- [TEXTO DE ORIGEN]
* * *
P. Le habla mucho a su alumno sobre el ideal de belleza. ¿Por qué cree que la belleza ha sido desplazada del arte contemporáneo?

R. Al final de la II Guerra Mundial hay un deseo de destrucción, de enfrentarse con el pasado, de establecer lo feo como posibilidad artística. Cuando un pintor visita el Prado, los Uffizi, el Louvre, empiezan los complejos. Lo mismo podríamos decir del mundo del teatro, pero no podemos ver cómo lo hacían, leemos las partituras de Shakespeare, Calderón o Molière. En la pintura hay una necesidad de romper con el pasado porque su peso es tremendo y aquí está el tema. Y la belleza deja de tener importancia y la pintura pasa a importar como inversión financiera, ocurre algo parecido al comercio de reliquias religiosas en el siglo XVI.

El ideal de belleza que manejo es el concepto platónico, pero creo que sigue estando vigente, porque la gente sigue quedándose boquiabierta ante un Leonardo o escuchando El lago de los cisnes de Chaikovski. Por tanto, esta belleza no ha muerto, hay que hacer lo que hicieron en el Renacimiento: esto no funciona, no hemos conseguido una belleza suficiente, tenemos que recurrir al pasado y reinventarlo.

"En el arte lo transgresor no se acaba nunca, hay que poner siempre el dedo en la llaga"

P. En el libro su discípulo está empeñado en que le hable de su etapa transgresora en el teatro, pero usted le rehúye constantemente. ¿Es que se arrepiente de ella?
* * *
- [MATERIAL MOSTRADO]
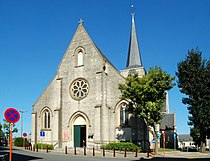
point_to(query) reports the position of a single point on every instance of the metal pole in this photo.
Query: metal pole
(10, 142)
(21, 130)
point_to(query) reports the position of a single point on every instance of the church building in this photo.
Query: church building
* * *
Transcribe sin cambios el pasaje de la entrevista que va desde "P. Le habla" hasta "el siglo XVI.", incluidos ambos. Las filas no intervienen en este ejercicio.

P. Le habla mucho a su alumno sobre el ideal de belleza. ¿Por qué cree que la belleza ha sido desplazada del arte contemporáneo?

R. Al final de la II Guerra Mundial hay un deseo de destrucción, de enfrentarse con el pasado, de establecer lo feo como posibilidad artística. Cuando un pintor visita el Prado, los Uffizi, el Louvre, empiezan los complejos. Lo mismo podríamos decir del mundo del teatro, pero no podemos ver cómo lo hacían, leemos las partituras de Shakespeare, Calderón o Molière. En la pintura hay una necesidad de romper con el pasado porque su peso es tremendo y aquí está el tema. Y la belleza deja de tener importancia y la pintura pasa a importar como inversión financiera, ocurre algo parecido al comercio de reliquias religiosas en el siglo XVI.